=== Begin Enclosure ===

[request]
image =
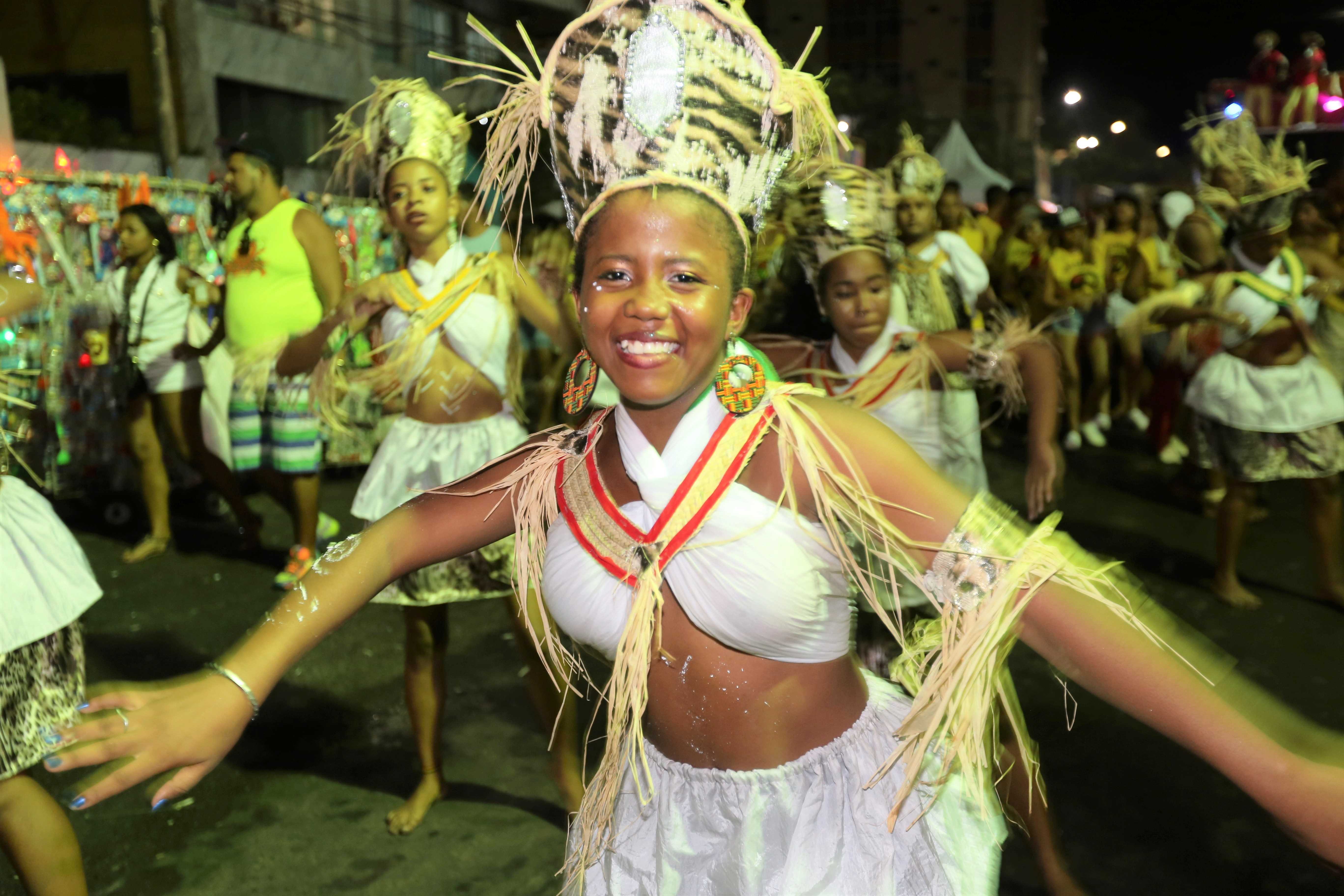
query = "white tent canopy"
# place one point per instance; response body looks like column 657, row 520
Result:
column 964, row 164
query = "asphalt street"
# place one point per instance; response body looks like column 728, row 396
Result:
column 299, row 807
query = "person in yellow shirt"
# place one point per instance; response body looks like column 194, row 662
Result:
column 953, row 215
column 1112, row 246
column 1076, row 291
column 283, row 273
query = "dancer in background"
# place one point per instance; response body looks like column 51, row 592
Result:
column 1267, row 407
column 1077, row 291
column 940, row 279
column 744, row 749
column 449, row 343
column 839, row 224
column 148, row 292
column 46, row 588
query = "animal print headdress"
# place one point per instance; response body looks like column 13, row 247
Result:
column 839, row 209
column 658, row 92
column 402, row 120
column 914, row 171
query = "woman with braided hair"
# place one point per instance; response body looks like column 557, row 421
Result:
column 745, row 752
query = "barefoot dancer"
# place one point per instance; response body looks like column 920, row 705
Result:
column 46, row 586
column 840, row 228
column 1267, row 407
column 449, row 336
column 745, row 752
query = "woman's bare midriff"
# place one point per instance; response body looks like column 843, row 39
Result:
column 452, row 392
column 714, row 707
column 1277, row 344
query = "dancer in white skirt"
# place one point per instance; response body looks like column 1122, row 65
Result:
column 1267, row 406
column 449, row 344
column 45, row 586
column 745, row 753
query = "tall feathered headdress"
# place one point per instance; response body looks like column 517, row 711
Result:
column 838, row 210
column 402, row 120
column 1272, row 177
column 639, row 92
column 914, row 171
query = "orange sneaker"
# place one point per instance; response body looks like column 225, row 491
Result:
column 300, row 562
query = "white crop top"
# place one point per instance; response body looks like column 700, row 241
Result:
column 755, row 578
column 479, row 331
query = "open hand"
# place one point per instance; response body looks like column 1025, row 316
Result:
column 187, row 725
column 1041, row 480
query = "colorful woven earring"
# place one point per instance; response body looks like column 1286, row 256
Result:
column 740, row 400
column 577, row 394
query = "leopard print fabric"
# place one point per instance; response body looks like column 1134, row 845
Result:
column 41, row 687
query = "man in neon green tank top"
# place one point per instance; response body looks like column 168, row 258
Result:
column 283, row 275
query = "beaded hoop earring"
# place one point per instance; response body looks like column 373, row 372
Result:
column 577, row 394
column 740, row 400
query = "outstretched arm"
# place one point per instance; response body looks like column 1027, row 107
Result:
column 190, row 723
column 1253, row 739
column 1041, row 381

=== End Enclosure ===

* **Task**
Write out each line of the data exactly; the images should be left out.

* **Task solution**
[request]
image =
query = "white tent canopy"
# place one point per instance; response body looks like column 657, row 520
Result:
column 964, row 164
query = "asphalt street"
# place one point per instance; response body looks like column 728, row 396
Result:
column 299, row 807
query = "person in yellow shirt"
# place one point per instance; response body looks like column 194, row 662
Result:
column 953, row 215
column 1112, row 246
column 1076, row 291
column 283, row 273
query = "dancer in background"
# place one point per instance; response body looks like column 51, row 592
Result:
column 1267, row 407
column 1077, row 291
column 940, row 279
column 744, row 749
column 449, row 343
column 839, row 224
column 148, row 292
column 46, row 588
query = "animal print headdress"
# place one point per instance; response body looks like column 13, row 247
Result:
column 839, row 209
column 658, row 92
column 402, row 120
column 914, row 171
query = "woman with braided hair"
# place one point per instance; response body looks like column 557, row 421
Result:
column 745, row 752
query = "barefoot dancer"
# place one point per instance; response body looks like column 920, row 705
Result:
column 46, row 586
column 840, row 228
column 1267, row 407
column 449, row 336
column 745, row 752
query = "woman's bare midriff"
# place one point per instance; response body looks like column 843, row 39
Result:
column 452, row 392
column 714, row 707
column 1277, row 344
query = "dancer in white skirt"
# place one point per instance; response body looks like column 1122, row 65
Result:
column 1267, row 406
column 449, row 344
column 45, row 586
column 745, row 753
query = "tall feathered headdress"
# place one point per instance; response body looks like column 517, row 711
Result:
column 838, row 210
column 402, row 120
column 1272, row 177
column 639, row 92
column 914, row 171
query = "orange sneaker"
# place one point per instance; response body looks like column 225, row 491
Result:
column 300, row 562
query = "white crop top"
# place one point per instance; response body looks like column 700, row 241
Result:
column 755, row 578
column 479, row 331
query = "open hand"
# place one point per instance; response body looks like column 1025, row 316
Result:
column 187, row 725
column 1041, row 480
query = "colorful woven earring"
# place one point per instance; response body looks like column 1286, row 256
Result:
column 740, row 400
column 577, row 394
query = "leopard print fabric"
# place one point per instance; response body looks like column 1134, row 845
Result:
column 41, row 687
query = "man in neon green tank top"
# place one point per instance; response body looks like column 168, row 258
Result:
column 283, row 275
query = "beaded hoop earring"
# place one point per instance; response body looks like column 373, row 372
Result:
column 577, row 394
column 740, row 400
query = "outstretched arm"
# place one point per instance; response body looks like column 1027, row 107
Result:
column 190, row 723
column 1253, row 739
column 1041, row 381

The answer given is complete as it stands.